Word for word, transcribe the lines from the one containing "TARGET = gable roofline" through the end of the entries, both included, and nothing else.

[Object location annotation data]
========================

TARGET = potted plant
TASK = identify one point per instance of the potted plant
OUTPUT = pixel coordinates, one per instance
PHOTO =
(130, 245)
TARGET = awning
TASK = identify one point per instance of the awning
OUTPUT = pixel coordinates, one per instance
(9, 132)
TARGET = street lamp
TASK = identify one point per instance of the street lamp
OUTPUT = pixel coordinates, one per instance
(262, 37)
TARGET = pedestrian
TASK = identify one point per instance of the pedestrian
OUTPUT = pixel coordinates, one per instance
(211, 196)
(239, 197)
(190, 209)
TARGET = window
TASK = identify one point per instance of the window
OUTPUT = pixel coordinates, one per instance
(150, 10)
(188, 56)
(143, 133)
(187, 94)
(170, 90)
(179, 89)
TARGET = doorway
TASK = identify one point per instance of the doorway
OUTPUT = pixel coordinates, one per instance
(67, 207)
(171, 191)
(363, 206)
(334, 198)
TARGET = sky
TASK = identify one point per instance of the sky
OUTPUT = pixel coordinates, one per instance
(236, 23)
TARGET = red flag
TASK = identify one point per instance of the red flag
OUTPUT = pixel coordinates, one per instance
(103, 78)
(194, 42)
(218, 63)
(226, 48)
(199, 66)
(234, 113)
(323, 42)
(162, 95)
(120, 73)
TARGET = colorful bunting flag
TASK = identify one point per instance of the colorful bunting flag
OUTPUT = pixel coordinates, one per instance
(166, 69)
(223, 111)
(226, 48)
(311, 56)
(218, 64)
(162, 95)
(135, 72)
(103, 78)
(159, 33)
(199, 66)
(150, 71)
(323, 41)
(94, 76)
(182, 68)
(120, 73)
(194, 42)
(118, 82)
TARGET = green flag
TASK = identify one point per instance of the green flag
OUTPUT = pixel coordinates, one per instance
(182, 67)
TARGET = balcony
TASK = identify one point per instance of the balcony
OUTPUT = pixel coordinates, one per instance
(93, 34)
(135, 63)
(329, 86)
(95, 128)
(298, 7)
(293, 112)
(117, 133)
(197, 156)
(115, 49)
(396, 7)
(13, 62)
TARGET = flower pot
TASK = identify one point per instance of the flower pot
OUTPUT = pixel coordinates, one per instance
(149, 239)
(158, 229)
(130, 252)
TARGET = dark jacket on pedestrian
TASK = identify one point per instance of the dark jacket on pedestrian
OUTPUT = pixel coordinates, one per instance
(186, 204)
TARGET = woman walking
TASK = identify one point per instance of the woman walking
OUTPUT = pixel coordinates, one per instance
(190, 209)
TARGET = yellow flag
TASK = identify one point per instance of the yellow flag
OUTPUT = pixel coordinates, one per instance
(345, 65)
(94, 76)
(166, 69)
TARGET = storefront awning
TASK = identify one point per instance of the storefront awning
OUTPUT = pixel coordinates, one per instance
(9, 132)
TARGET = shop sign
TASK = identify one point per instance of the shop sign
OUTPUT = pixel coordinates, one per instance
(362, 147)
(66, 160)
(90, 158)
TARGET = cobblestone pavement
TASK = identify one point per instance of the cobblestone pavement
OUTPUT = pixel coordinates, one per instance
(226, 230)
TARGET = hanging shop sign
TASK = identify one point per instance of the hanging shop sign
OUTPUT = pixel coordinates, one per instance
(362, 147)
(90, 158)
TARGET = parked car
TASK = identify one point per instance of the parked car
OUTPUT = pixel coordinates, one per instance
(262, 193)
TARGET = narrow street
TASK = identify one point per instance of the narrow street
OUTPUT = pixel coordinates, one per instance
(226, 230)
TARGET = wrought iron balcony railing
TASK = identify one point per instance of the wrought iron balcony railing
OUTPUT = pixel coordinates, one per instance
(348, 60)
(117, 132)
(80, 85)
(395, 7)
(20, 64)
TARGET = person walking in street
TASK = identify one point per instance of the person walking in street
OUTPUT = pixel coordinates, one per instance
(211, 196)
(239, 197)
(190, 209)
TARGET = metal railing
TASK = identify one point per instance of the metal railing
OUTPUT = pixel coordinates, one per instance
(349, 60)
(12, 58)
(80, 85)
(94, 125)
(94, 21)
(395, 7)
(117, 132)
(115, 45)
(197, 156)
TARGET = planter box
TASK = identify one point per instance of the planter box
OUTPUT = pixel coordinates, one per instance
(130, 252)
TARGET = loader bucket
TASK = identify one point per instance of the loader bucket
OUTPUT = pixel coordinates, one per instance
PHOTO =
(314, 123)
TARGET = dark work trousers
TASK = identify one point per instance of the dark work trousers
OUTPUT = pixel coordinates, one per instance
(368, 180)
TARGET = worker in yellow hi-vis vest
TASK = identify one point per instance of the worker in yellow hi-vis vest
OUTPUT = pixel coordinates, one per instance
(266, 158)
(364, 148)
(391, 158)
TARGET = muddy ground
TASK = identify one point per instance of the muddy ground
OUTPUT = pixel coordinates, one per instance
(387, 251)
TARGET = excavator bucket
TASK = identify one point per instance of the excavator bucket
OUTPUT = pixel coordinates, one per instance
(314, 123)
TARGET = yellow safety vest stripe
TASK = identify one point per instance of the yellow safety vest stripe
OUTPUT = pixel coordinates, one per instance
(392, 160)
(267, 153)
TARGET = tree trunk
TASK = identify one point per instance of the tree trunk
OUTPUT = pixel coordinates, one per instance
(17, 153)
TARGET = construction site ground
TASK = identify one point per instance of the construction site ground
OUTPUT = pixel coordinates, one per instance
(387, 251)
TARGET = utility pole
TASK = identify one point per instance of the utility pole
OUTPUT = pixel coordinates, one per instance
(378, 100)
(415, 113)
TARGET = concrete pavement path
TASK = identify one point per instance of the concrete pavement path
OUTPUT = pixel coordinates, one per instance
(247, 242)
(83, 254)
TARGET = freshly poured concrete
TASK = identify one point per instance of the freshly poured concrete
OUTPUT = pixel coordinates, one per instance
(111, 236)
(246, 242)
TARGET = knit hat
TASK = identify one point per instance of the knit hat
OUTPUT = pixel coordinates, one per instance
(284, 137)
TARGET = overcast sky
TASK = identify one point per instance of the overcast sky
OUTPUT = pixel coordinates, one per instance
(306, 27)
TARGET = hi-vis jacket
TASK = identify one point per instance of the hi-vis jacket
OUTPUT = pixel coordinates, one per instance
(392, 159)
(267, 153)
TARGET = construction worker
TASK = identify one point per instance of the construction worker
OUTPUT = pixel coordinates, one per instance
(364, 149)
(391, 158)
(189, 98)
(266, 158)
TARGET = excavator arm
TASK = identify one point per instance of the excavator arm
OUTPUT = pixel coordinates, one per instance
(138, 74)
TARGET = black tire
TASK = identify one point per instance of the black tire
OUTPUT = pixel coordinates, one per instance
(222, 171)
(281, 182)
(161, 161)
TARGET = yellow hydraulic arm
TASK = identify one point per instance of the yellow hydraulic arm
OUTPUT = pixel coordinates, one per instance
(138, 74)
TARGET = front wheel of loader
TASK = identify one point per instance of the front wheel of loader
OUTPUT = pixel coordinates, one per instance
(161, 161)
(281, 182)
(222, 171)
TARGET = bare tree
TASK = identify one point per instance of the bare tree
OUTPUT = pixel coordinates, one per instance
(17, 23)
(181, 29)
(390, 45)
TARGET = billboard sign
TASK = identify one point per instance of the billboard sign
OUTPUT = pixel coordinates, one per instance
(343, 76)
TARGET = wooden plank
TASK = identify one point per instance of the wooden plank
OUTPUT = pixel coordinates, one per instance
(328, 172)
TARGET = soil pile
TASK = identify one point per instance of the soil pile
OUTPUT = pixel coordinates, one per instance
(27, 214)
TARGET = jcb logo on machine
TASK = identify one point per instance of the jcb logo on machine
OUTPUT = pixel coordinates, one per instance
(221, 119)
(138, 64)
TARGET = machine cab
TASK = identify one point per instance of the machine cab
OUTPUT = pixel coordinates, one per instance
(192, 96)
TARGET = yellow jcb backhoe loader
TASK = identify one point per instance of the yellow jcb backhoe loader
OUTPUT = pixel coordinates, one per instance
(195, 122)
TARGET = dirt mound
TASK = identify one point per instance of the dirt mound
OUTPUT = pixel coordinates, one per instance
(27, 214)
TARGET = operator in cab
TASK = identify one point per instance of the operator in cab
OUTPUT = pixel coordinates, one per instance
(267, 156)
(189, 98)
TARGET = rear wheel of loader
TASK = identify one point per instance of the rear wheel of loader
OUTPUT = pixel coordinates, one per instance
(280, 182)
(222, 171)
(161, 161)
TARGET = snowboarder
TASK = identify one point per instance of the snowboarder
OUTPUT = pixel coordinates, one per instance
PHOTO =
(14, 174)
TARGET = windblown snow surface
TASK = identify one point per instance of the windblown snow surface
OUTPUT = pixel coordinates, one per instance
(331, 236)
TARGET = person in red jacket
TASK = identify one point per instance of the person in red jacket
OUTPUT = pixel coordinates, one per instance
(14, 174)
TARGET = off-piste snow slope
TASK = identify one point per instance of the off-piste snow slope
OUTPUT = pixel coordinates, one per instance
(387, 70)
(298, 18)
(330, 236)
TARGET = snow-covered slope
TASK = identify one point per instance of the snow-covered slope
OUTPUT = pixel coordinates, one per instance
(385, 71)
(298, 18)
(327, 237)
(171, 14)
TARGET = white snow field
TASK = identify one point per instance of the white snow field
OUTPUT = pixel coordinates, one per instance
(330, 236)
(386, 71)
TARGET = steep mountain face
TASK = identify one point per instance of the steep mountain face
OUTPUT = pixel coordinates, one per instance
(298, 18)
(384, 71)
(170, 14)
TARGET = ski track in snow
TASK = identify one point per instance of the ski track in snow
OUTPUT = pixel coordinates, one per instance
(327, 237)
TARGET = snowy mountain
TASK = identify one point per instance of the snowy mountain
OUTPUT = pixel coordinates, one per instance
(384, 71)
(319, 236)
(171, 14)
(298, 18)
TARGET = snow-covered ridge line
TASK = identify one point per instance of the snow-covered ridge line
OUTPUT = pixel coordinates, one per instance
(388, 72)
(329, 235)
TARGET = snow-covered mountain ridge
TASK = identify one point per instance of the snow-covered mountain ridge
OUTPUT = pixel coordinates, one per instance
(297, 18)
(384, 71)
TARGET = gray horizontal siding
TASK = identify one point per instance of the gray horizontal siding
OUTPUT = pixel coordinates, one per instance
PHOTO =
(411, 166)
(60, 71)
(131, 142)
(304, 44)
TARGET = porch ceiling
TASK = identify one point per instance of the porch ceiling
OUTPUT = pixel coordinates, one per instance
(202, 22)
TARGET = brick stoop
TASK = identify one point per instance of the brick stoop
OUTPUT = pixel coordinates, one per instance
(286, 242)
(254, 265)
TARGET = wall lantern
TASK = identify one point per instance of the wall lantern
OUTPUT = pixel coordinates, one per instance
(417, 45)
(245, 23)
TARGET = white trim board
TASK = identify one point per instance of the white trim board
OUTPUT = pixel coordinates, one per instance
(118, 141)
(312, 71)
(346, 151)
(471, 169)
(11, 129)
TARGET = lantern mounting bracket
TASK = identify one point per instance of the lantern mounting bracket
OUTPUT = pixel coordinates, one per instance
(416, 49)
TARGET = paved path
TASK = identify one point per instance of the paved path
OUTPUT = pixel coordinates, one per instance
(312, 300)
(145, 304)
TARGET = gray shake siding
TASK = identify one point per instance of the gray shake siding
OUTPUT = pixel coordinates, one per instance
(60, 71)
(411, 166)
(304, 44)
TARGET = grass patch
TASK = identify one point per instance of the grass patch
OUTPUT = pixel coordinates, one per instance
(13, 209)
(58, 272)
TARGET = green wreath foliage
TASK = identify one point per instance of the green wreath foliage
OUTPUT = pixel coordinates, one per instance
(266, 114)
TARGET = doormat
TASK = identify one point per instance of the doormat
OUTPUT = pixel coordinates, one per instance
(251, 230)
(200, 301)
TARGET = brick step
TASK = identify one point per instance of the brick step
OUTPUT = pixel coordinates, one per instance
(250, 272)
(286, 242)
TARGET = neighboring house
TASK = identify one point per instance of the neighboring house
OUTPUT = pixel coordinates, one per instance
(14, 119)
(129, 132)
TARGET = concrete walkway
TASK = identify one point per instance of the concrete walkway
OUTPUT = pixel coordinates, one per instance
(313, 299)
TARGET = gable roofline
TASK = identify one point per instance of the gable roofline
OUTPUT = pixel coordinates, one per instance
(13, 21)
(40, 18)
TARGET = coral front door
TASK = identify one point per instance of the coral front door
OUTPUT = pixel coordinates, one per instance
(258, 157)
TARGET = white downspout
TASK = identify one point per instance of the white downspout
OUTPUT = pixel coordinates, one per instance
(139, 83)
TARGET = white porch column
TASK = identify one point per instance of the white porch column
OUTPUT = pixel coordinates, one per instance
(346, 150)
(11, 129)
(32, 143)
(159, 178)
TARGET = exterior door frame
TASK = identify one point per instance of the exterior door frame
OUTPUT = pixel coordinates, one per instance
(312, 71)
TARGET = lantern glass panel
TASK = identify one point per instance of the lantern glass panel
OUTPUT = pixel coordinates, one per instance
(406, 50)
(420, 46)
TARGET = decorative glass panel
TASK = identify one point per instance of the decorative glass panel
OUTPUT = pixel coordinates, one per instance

========================

WRITTEN SOLUTION ::
TARGET = gable roofline
TASK = identify one point per instance of the gable roofline
OUTPUT = pixel coordinates, one per instance
(13, 21)
(40, 18)
TARGET = coral front door
TASK = identify one point per instance of the coral front door
OUTPUT = pixel coordinates, one per instance
(258, 157)
TARGET = white downspout
TASK = identify one point per instance of the white downspout
OUTPUT = pixel coordinates, one per instance
(139, 83)
TARGET = white porch column
TASK = identify one point per instance of the white porch column
OUTPUT = pixel coordinates, one per instance
(346, 150)
(11, 129)
(32, 143)
(159, 178)
TARGET = exterior door frame
TASK = identify one point per instance of the exterior door frame
OUTPUT = pixel coordinates, one per instance
(312, 71)
TARGET = lantern glass panel
TASK = identify one point per instance of the lantern glass panel
OUTPUT = pixel coordinates, one per instance
(406, 50)
(420, 46)
TARGET = decorative glass panel
TASK = identify one point per instance of the decorative glass panel
OUTPUT = pixel coordinates, one per instance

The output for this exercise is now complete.